## Provided text
Perceptron

The ML Model¶

A feature (col) vector \(x = [x_1, ... x_d]^T \in \mathbb{R}^d\). In the context where \(x\) is used as the original object, \(\phi(x)\) is the feature vector constructed from it

In each example, \(x\) is associated with a binary label \(y \in \{-1, 1\}\). The training data \(S_n\) consists of of pairs \((x^{(i)}, y^{(i)})\). A classifier is a mapping from feature vectors to labels: \(h : \mathbb{R}^d \rightarrow \{-1, 1\}\):

Set of classifiers \(\mathcal{H}\). This is also known as the model or the hypothesis class. The larger this set is, the more powerful the ML model is. This is because there are many hypothesis on how the features relate to the labels.
Learning algorithm/criterion. The problem of finding an \(\hat{h} \in \mathcal{H}\) based on the trainig dataset \(S_n\) is solved by the learning algorithm. Many learning algorithms or corresponding estimation criteria might use the same set of classifiers \(\mathcal{h}\) but select different classifiers in response to the training set.

## Exercise description
Resume the perceptron text from the point where it stops. The lines that come next have no connection to the perceptron text.

## Recorded information
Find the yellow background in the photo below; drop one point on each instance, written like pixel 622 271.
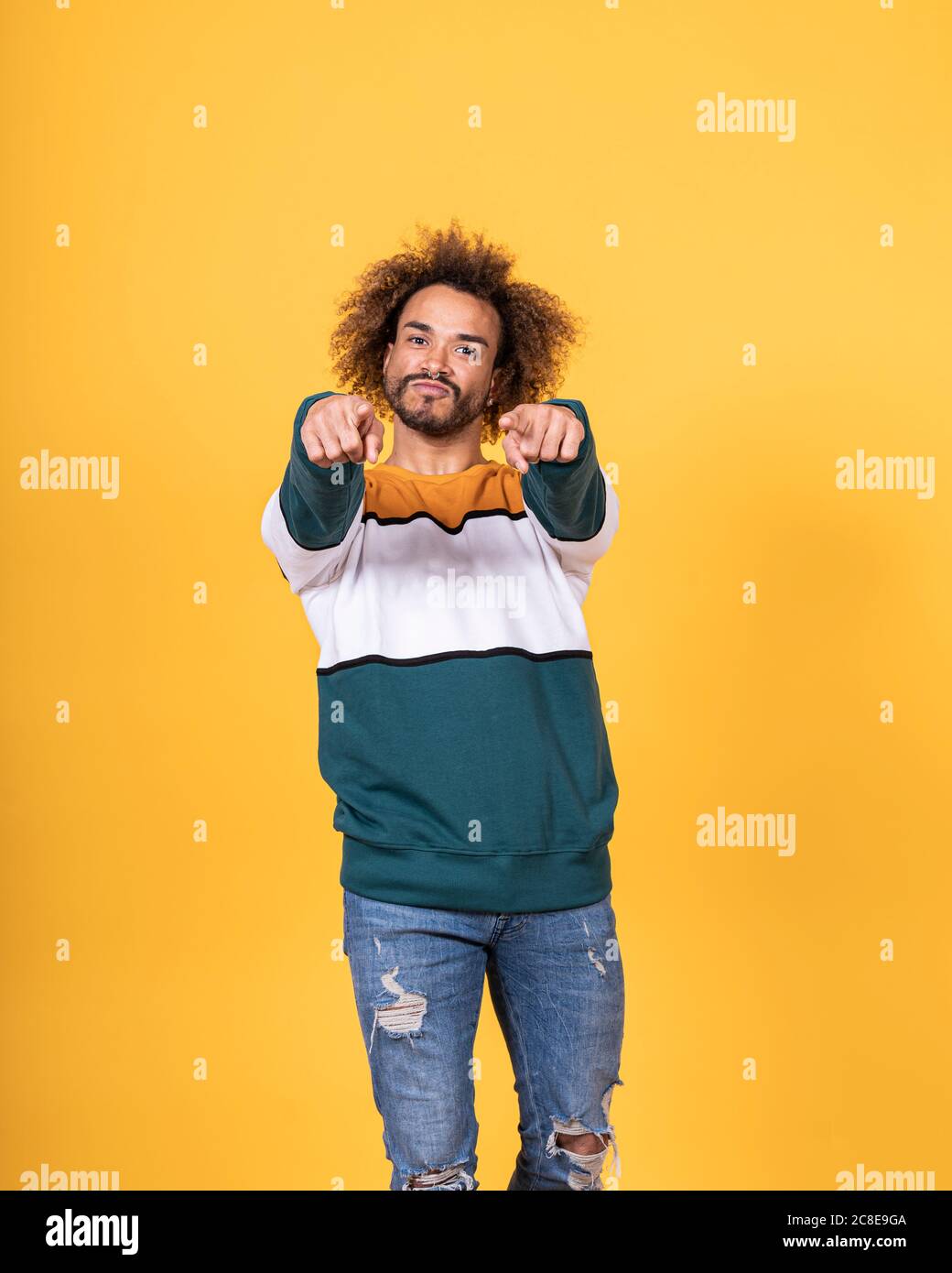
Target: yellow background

## Answer for this exercise
Generalisation. The goal of the learning algorithm is to find a classifier \(\hat{h} \in \mathcal{H}\) which will work well on unseen examples of \(S_n\). A classifier that predicts all the trainig data correctly may not generalise well -> potentially overfitting. The right set of classifiers must neither be too large (contains clearly different functions) or too small (it may not contain the right \(\hat{h}\) at all). This is known as the model selection problem

Linear Classification¶

\(h(x, \theta) = sign(\theta^T x) = sign(\theta_1 x_1 + \theta_2 x_2 + ... + \theta_d x_d \geq 0)\)

\(h(x, \theta) = +1 \text{ if } \theta^T x \geq 0 \text{ else } -1\)

\(h(x, \theta) = +1 \text{ if } \theta_1 x_1 + \theta_2 x_2 + ... + \theta_d x_d \geq 0 \text{ else } -1\)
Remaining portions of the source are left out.